TASK INSTRUCTIONS
Turn every line of the entries below into a Markdown table with a Row column for the row number and a Text column for the line, skipping blank lines. Leave the pictures out of the table.

RECORD EXCERPTS
┌──
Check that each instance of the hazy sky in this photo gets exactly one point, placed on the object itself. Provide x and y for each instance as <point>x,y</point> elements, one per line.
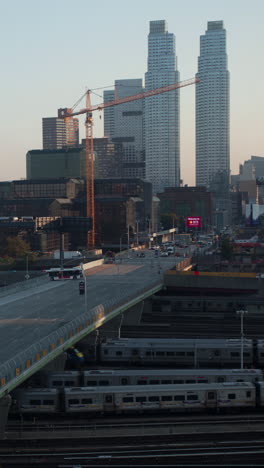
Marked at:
<point>53,50</point>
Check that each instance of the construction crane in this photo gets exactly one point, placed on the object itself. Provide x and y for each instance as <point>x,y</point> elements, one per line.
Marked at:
<point>88,110</point>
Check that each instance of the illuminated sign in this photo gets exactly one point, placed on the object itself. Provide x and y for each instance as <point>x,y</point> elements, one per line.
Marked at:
<point>194,221</point>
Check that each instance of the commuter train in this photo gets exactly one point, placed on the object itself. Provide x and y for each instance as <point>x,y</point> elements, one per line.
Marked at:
<point>138,399</point>
<point>116,377</point>
<point>198,353</point>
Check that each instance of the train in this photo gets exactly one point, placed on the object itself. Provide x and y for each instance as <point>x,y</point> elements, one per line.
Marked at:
<point>138,399</point>
<point>121,377</point>
<point>199,353</point>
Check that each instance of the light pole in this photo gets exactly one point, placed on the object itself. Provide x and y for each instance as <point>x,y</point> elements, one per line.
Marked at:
<point>137,231</point>
<point>241,313</point>
<point>85,288</point>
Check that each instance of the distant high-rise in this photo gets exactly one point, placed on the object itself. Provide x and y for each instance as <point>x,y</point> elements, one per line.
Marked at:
<point>124,124</point>
<point>212,107</point>
<point>58,132</point>
<point>162,129</point>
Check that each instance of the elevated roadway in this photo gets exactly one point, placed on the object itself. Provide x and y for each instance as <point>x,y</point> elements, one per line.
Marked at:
<point>40,319</point>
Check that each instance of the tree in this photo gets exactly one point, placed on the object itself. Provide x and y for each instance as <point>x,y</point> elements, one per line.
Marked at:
<point>15,247</point>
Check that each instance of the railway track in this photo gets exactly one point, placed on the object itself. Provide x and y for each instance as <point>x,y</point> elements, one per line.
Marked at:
<point>133,425</point>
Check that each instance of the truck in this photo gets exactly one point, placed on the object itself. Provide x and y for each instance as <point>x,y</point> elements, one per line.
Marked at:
<point>67,254</point>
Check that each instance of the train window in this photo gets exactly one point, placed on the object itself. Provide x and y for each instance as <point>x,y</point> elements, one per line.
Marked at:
<point>127,400</point>
<point>141,399</point>
<point>142,382</point>
<point>179,397</point>
<point>166,398</point>
<point>56,383</point>
<point>153,398</point>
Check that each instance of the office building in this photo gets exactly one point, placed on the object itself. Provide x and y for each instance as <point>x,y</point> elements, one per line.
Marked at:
<point>58,132</point>
<point>162,131</point>
<point>124,125</point>
<point>56,163</point>
<point>212,106</point>
<point>108,158</point>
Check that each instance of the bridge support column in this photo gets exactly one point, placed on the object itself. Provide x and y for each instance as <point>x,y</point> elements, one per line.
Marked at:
<point>5,403</point>
<point>58,364</point>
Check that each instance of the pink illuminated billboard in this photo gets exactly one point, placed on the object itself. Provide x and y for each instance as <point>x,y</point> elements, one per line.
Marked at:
<point>195,221</point>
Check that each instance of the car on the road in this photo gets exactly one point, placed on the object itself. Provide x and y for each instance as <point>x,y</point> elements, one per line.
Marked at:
<point>81,287</point>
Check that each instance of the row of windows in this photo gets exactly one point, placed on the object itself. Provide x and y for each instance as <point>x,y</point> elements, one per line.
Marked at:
<point>155,398</point>
<point>216,352</point>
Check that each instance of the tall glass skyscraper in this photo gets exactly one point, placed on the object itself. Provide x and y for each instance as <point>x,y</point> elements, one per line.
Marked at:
<point>212,107</point>
<point>162,129</point>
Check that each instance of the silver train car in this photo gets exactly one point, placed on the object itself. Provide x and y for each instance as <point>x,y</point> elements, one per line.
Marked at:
<point>178,352</point>
<point>160,398</point>
<point>36,400</point>
<point>104,377</point>
<point>134,398</point>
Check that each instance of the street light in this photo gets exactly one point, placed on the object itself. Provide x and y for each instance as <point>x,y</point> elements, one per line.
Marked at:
<point>120,246</point>
<point>85,288</point>
<point>242,313</point>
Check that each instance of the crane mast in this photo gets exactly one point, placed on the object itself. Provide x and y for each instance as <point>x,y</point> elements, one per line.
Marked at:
<point>88,110</point>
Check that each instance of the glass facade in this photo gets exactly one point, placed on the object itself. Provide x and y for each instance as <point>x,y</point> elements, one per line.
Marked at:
<point>212,106</point>
<point>162,130</point>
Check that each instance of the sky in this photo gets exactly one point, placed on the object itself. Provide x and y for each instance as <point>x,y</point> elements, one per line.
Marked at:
<point>52,51</point>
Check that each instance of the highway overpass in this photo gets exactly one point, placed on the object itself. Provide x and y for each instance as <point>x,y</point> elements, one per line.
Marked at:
<point>40,319</point>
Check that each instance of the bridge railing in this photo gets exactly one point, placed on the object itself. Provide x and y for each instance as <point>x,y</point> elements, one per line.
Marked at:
<point>28,361</point>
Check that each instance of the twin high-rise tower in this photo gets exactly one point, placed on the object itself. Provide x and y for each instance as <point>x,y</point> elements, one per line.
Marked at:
<point>151,129</point>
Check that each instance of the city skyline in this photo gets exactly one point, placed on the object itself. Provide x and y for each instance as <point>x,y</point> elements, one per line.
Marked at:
<point>44,68</point>
<point>212,106</point>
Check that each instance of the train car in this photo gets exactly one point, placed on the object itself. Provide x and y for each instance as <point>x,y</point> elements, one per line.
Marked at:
<point>36,400</point>
<point>177,352</point>
<point>259,358</point>
<point>60,379</point>
<point>182,398</point>
<point>168,376</point>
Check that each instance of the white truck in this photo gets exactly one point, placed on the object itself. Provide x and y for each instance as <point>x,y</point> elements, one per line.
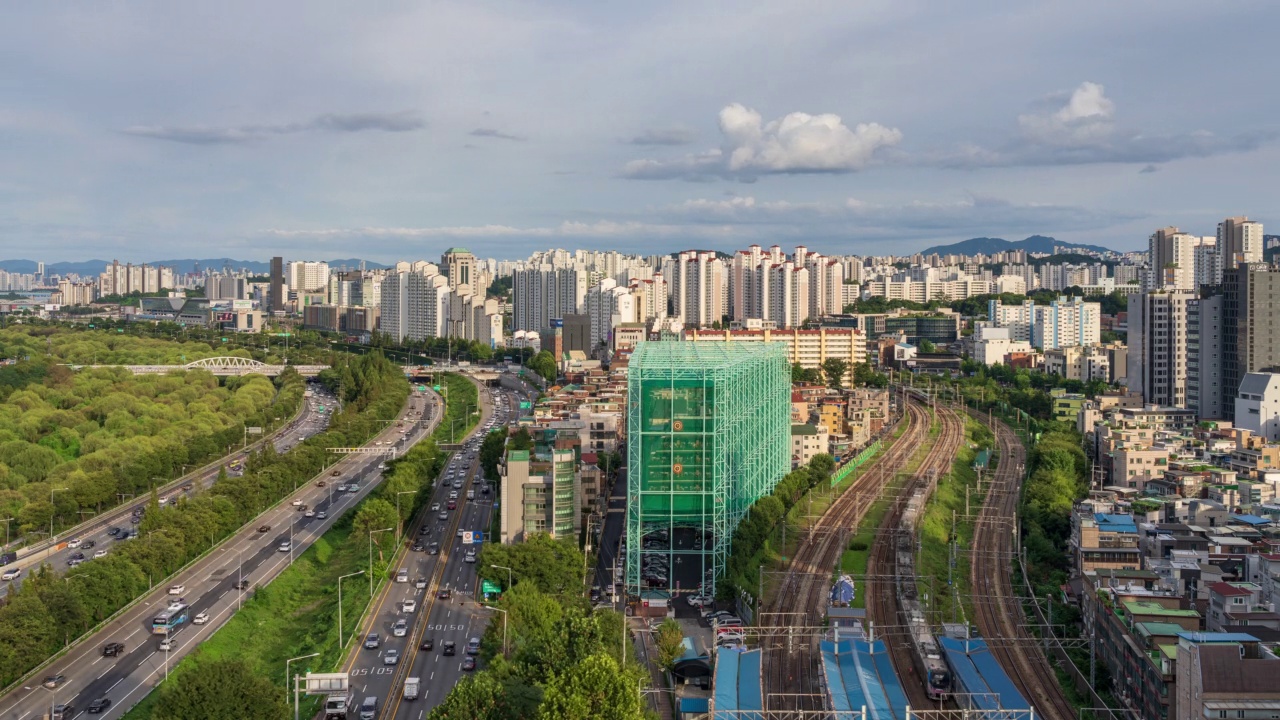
└──
WRITTEN REPLY
| Row | Text |
|---|---|
| 1 | Check that each instance of the hazy sky in this photo gets exactly one point, placed on the object itself. Provide x and y for each instance as <point>x,y</point> elements, one per line. |
| 2 | Marked at: |
| 3 | <point>53,50</point> |
| 4 | Check that each instance of the construction crane in this photo gets exactly one point, placed on the object itself. Provide x and y for each instance as <point>x,y</point> elements, one per line. |
| 5 | Marked at: |
| 6 | <point>88,110</point> |
| 7 | Check that each instance of the illuminated sign in this photo gets exactly one point, placed on the object itself. Provide x and y for each instance as <point>x,y</point> elements, one per line. |
| 8 | Marked at: |
| 9 | <point>194,221</point> |
| 10 | Check that each instance of the commuter train in this photo gets exactly one point, placed on the object itself. Provide x and y for each instance as <point>x,y</point> elements, one per line. |
| 11 | Marked at: |
| 12 | <point>138,399</point> |
| 13 | <point>116,377</point> |
| 14 | <point>198,353</point> |
| 15 | Check that each instance of the train in this photo gets exactly one point, placed on the object itself. Provide x and y for each instance as <point>x,y</point> elements, one per line. |
| 16 | Marked at: |
| 17 | <point>138,399</point> |
| 18 | <point>121,377</point> |
| 19 | <point>199,353</point> |
| 20 | Check that each instance of the light pole in this photo gets exactly one point, placed on the object itself. Provide x and y for each instance as <point>x,y</point> elements, one per line. |
| 21 | Marked at: |
| 22 | <point>137,231</point> |
| 23 | <point>241,313</point> |
| 24 | <point>85,288</point> |
| 25 | Check that each instance of the distant high-rise in this photo gets exactly one point, placed on the object itself. Provide x and y for each instance as <point>x,y</point> elements, one per line. |
| 26 | Marked at: |
| 27 | <point>124,124</point> |
| 28 | <point>212,107</point> |
| 29 | <point>58,132</point> |
| 30 | <point>162,129</point> |
| 31 | Check that each instance of the elevated roadway in this photo gets exactly one point, placed on the object itself. Provide x and y for each instance as <point>x,y</point> elements, one per line. |
| 32 | Marked at: |
| 33 | <point>40,319</point> |
| 34 | Check that each instance of the tree in this photo gets exactly one point, placed on the object itself. Provide x and y for each instance as <point>x,y</point> elements, one per line. |
| 35 | Marked at: |
| 36 | <point>15,247</point> |
| 37 | Check that each instance of the railway track in this photo gets exactly one point, placed on the object itself. Provide x and y for each instance as <point>x,y</point> elements, one per line. |
| 38 | Marked at: |
| 39 | <point>133,425</point> |
| 40 | Check that each instance of the truck in this photo gets exactly one point, placed on the object itself. Provide x and y for each instance as <point>x,y</point> elements, one per line. |
| 41 | Marked at: |
| 42 | <point>67,254</point> |
| 43 | Check that each instance of the train window in this photo gets exactly one point, placed on the object itself. Provide x and y for each instance as <point>x,y</point> elements, one per line. |
| 44 | Marked at: |
| 45 | <point>127,400</point> |
| 46 | <point>141,399</point> |
| 47 | <point>142,382</point> |
| 48 | <point>179,397</point> |
| 49 | <point>166,398</point> |
| 50 | <point>56,383</point> |
| 51 | <point>153,398</point> |
| 52 | Check that each instance of the office building in this photo gets exactly one point, placed on the object itself. Provide x and y for each instance as <point>x,y</point> elements, one per line. |
| 53 | Marked at: |
| 54 | <point>58,132</point> |
| 55 | <point>162,131</point> |
| 56 | <point>124,125</point> |
| 57 | <point>56,163</point> |
| 58 | <point>212,106</point> |
| 59 | <point>108,158</point> |
| 60 | Check that each instance of the bridge support column in this photo gets exactly one point, placed on the object itself. Provide x and y for each instance as <point>x,y</point> elements, one per line. |
| 61 | Marked at: |
| 62 | <point>5,403</point> |
| 63 | <point>58,364</point> |
| 64 | Check that each instance of the pink illuminated billboard in this photo gets exactly one point, placed on the object itself. Provide x and y for each instance as <point>x,y</point> elements, one per line. |
| 65 | Marked at: |
| 66 | <point>195,221</point> |
| 67 | Check that each instance of the car on the road in this photo gets exactly one point, placed on the object itself. Provide x and y for each instance as <point>x,y</point> elements, one per line. |
| 68 | Marked at: |
| 69 | <point>81,287</point> |
| 70 | Check that each instance of the row of windows in this photo gets exactly one point, placed on the object itself. Provide x and y for each instance as <point>x,y</point> elements, one per line. |
| 71 | Marked at: |
| 72 | <point>155,398</point> |
| 73 | <point>216,352</point> |
| 74 | Check that each instance of the tall glass skyscraper in this photo gets exactly one point, placed on the object itself. Provide x and y for each instance as <point>x,y</point> elements, one per line. |
| 75 | Marked at: |
| 76 | <point>212,107</point> |
| 77 | <point>162,129</point> |
| 78 | Check that each instance of the silver train car in this photo gets exactly one point, placed on the object itself. Provide x and y for each instance as <point>x,y</point> elements, one per line. |
| 79 | Marked at: |
| 80 | <point>178,352</point> |
| 81 | <point>160,398</point> |
| 82 | <point>36,400</point> |
| 83 | <point>104,377</point> |
| 84 | <point>134,398</point> |
| 85 | Check that each instance of the street light in this photo gets exactly one point, placed on the object itself. Provide x and y for each instance as <point>x,y</point> elements, one per line. |
| 86 | Marked at: |
| 87 | <point>120,246</point> |
| 88 | <point>85,288</point> |
| 89 | <point>242,313</point> |
| 90 | Check that each instance of the crane mast in this photo gets exactly one point, placed on the object itself. Provide x and y for each instance as <point>x,y</point> elements, one per line. |
| 91 | Marked at: |
| 92 | <point>88,110</point> |
| 93 | Check that each instance of the glass facade in this photo gets exactly one point, placed on the object itself. Provide x and y for each instance as <point>x,y</point> elements, one per line. |
| 94 | Marked at: |
| 95 | <point>212,106</point> |
| 96 | <point>162,130</point> |
| 97 | Check that each instance of the sky in this photo gets exactly one point, placed on the object itself. Provide x and y for each instance as <point>x,y</point> elements, one per line. |
| 98 | Marked at: |
| 99 | <point>52,51</point> |
| 100 | Check that each instance of the highway overpass in this photo gets exactly one point, placed on the object itself. Provide x and y for each instance as <point>x,y</point> elements, one per line. |
| 101 | Marked at: |
| 102 | <point>40,319</point> |
| 103 | Check that each instance of the bridge railing in this photo gets exactly one point, placed on the object itself. Provide x and y for each instance as <point>x,y</point> elements, one per line. |
| 104 | Marked at: |
| 105 | <point>28,361</point> |
| 106 | Check that each instance of the twin high-rise tower in this photo gets exactly one point, placed on the object itself. Provide x and y for each instance as <point>x,y</point> elements, one per line. |
| 107 | Marked at: |
| 108 | <point>151,129</point> |
| 109 | Check that each instance of the city skyline in this photo gets exactly one point, placed on the object itself. Provide x and y for each instance as <point>x,y</point> elements, one per line. |
| 110 | Marked at: |
| 111 | <point>44,68</point> |
| 112 | <point>212,106</point> |
| 113 | Check that each instance of the train car in this photo gets exactly one point, placed on the object itself. Provide x and y for each instance as <point>x,y</point> elements, one per line. |
| 114 | Marked at: |
| 115 | <point>36,400</point> |
| 116 | <point>177,352</point> |
| 117 | <point>259,358</point> |
| 118 | <point>60,379</point> |
| 119 | <point>182,398</point> |
| 120 | <point>168,376</point> |
| 121 | Check that each instance of the white truck in this photo gets exactly one point, placed on the object itself. Provide x and y for each instance as <point>x,y</point> elements, one per line. |